[Exercise brief]
Give the records back in full, exactly as they read.

☆ ☆ ☆ ☆ ☆ ☆ ☆

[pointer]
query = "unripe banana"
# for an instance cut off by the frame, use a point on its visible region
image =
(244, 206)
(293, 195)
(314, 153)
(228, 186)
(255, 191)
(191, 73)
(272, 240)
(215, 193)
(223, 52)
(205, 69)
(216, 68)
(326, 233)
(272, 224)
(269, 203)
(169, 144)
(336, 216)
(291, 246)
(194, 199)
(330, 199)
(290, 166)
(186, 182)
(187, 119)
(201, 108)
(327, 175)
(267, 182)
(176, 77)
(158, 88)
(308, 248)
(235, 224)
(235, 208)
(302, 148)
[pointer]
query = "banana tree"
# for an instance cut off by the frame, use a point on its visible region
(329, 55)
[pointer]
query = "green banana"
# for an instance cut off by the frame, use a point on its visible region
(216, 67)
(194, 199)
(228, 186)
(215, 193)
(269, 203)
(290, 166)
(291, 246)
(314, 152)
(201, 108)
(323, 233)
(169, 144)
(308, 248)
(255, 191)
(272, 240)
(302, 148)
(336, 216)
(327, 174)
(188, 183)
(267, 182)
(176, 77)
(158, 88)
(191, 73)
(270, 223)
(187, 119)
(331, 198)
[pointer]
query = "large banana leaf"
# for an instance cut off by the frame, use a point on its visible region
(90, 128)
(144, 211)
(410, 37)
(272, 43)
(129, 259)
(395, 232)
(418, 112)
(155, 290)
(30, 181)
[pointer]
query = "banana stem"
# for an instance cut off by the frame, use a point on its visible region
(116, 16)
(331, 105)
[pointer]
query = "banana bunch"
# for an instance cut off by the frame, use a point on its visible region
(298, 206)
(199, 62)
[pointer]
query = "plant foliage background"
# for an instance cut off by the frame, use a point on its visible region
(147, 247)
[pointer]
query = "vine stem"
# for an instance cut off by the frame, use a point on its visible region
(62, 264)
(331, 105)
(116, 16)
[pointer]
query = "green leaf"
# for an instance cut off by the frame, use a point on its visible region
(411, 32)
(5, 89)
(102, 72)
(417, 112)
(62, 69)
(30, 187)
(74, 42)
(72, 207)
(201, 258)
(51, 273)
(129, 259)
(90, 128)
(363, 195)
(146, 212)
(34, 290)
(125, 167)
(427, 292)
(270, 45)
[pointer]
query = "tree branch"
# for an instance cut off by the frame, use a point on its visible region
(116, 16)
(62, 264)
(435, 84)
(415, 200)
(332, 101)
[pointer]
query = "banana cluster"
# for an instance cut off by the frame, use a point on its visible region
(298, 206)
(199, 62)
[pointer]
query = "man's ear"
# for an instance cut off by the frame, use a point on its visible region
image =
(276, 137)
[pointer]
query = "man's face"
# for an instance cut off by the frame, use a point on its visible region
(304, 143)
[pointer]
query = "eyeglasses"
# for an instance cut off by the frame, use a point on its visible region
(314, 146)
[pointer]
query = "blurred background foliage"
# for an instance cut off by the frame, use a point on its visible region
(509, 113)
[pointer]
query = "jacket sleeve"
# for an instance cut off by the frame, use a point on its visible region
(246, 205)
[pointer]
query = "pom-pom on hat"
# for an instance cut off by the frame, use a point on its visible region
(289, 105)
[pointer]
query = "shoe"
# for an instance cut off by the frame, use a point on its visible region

☆ ☆ ☆ ☆ ☆ ☆ ☆

[Result]
[pointer]
query = "unripe banana"
# for an instance cut off by the frame, use a point on its visible region
image =
(244, 206)
(293, 195)
(314, 153)
(228, 186)
(255, 191)
(191, 73)
(272, 240)
(215, 193)
(223, 52)
(205, 69)
(216, 68)
(326, 233)
(272, 224)
(269, 203)
(169, 144)
(336, 216)
(291, 246)
(194, 199)
(330, 199)
(290, 166)
(186, 182)
(187, 119)
(201, 108)
(327, 175)
(267, 182)
(176, 77)
(158, 88)
(308, 248)
(235, 224)
(235, 208)
(302, 148)
[pointer]
query = "banana tree"
# for an instance cut off by the frame, use a point on its visible region
(329, 55)
[pointer]
query = "green banana"
# for an instance cut off by the frame, use a point on its visible region
(216, 67)
(194, 199)
(228, 186)
(215, 193)
(269, 203)
(290, 166)
(291, 246)
(314, 152)
(201, 108)
(323, 233)
(169, 144)
(308, 248)
(255, 191)
(272, 240)
(302, 148)
(336, 216)
(327, 174)
(188, 183)
(267, 182)
(176, 77)
(158, 88)
(191, 73)
(270, 223)
(187, 119)
(331, 198)
[pointer]
query = "large banana leaf"
# for an instance cut off by the frame, use a point on its visible region
(90, 128)
(144, 211)
(410, 37)
(272, 43)
(129, 259)
(395, 232)
(418, 112)
(155, 290)
(30, 181)
[pointer]
query = "banana stem"
# for an instance cut off by the frame, use a point on its visible region
(116, 16)
(331, 105)
[pointer]
query = "banana bunch"
# for an instance cut off by the frame, use a point on its visible region
(298, 206)
(199, 62)
[pointer]
query = "plant foliage background"
# for an instance cut off by the frame, use a point on its visible region
(147, 247)
[pointer]
query = "vine stem"
# for an instance cut off by the frame, use a point on its visible region
(62, 264)
(331, 105)
(116, 16)
[pointer]
query = "green leaf"
# for an instance cut off by the frame, use a point on its visible region
(411, 32)
(5, 89)
(102, 72)
(417, 112)
(62, 69)
(30, 187)
(74, 42)
(72, 207)
(201, 258)
(51, 273)
(129, 259)
(90, 128)
(363, 195)
(146, 212)
(34, 290)
(125, 167)
(427, 292)
(270, 45)
[pointer]
query = "tree branch"
# for an instance cut off by the frame, use a point on its visible region
(116, 16)
(62, 264)
(435, 84)
(415, 200)
(332, 101)
[pointer]
query = "banana cluster"
# for an instance cut off by the frame, use a point on its visible region
(298, 206)
(199, 62)
[pointer]
query = "man's ear"
# for an instance cut off by the frame, use a point on its visible region
image =
(276, 137)
[pointer]
query = "man's face"
# for an instance cut off by the frame, use a point on its visible region
(304, 143)
[pointer]
query = "eyeglasses"
# for an instance cut off by the frame, use a point on its visible region
(314, 146)
[pointer]
query = "blurred background foliage"
# for an instance cut off by the frame, use a point on its visible region
(509, 113)
[pointer]
query = "jacket sleeve"
# for an instance cut off by the frame, use a point on its visible region
(246, 205)
[pointer]
query = "pom-pom on hat"
# for an instance cut off by the frame, use a point on its visible region
(289, 105)
[pointer]
query = "shoe"
# for an instance cut off by the frame, use a point on its visible region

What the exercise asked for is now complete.